TASK BRIEF:
Output the records, from their first line through the line containing "[[[571,147],[571,0],[402,0],[397,28],[388,156]]]", as a Markdown table with the columns No. and Line, one numbered row per line. Skip blank lines and leave the pictures out.

Collected data entries
>> begin

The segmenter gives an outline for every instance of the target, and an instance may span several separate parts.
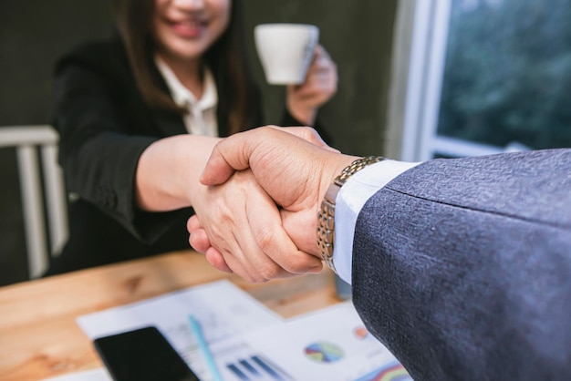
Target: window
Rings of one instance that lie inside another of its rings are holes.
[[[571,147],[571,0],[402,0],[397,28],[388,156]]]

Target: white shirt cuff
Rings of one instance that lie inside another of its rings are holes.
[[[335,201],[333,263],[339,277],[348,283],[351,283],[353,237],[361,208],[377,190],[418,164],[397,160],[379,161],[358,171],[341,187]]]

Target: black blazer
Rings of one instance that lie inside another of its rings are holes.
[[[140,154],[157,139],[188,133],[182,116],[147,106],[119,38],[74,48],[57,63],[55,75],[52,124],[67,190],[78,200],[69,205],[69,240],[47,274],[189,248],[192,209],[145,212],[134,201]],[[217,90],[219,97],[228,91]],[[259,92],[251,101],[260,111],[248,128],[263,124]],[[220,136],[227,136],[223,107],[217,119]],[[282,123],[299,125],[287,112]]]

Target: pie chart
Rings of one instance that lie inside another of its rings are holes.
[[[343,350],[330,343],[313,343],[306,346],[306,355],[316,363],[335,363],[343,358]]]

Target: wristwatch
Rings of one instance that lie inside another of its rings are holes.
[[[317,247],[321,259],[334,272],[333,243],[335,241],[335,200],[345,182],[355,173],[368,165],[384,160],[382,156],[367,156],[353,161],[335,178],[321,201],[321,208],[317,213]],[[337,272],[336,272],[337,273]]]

>> end

TASK ANSWER:
| No. | Line |
|---|---|
| 1 | The segmenter gives an outline for every instance of the target, and an instance may span several separate parts. |
| 2 | Target: window |
| 3 | Rings of one instance that lie inside another of its rings are holes. |
| 4 | [[[571,147],[571,0],[402,0],[397,28],[388,156]]] |